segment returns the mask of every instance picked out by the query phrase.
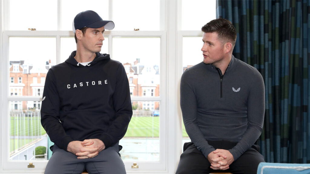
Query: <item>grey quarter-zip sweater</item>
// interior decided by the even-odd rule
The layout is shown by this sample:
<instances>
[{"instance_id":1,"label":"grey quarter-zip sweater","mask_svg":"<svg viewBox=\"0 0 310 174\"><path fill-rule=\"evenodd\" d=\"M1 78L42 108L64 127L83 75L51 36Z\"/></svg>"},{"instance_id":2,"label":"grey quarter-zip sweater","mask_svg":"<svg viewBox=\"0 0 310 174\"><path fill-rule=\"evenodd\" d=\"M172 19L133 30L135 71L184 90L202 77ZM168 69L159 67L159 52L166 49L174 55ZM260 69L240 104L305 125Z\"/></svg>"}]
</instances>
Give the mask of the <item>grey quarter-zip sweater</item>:
<instances>
[{"instance_id":1,"label":"grey quarter-zip sweater","mask_svg":"<svg viewBox=\"0 0 310 174\"><path fill-rule=\"evenodd\" d=\"M202 62L185 70L180 103L185 129L207 158L215 150L208 141L238 142L228 150L235 160L253 146L262 132L265 88L255 67L232 56L223 75Z\"/></svg>"}]
</instances>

# # #

Instructions for the task: Recast each item above as a two-column CSV with the columns "prompt" and "completion", one row per item, placing the item's text and its answer each in a single quoted field with line breaks replaced by spaces. Omit the pictures.

Written answer:
prompt,completion
"segment returns the mask of every instance picked out by the query phrase. Query: <item>grey quarter-zip sweater</item> // interior decided by the even-odd rule The layout is shown by this sample: <instances> [{""instance_id"":1,""label"":""grey quarter-zip sweater"",""mask_svg"":""<svg viewBox=\""0 0 310 174\""><path fill-rule=\""evenodd\"" d=\""M1 78L42 108L64 127L83 75L51 36Z\""/></svg>""},{""instance_id"":2,""label"":""grey quarter-zip sweater"",""mask_svg"":""<svg viewBox=\""0 0 310 174\""><path fill-rule=\""evenodd\"" d=\""M172 19L133 30L135 71L184 90L202 77ZM168 69L159 67L159 52L166 49L174 55ZM260 69L240 104L305 125Z\""/></svg>""}] </instances> Give the mask of the <item>grey quarter-zip sweater</item>:","<instances> [{""instance_id"":1,""label"":""grey quarter-zip sweater"",""mask_svg"":""<svg viewBox=\""0 0 310 174\""><path fill-rule=\""evenodd\"" d=\""M202 62L185 70L180 103L185 129L207 158L215 150L208 141L238 142L228 150L235 160L253 146L262 132L265 88L255 67L232 56L223 75Z\""/></svg>""}] </instances>"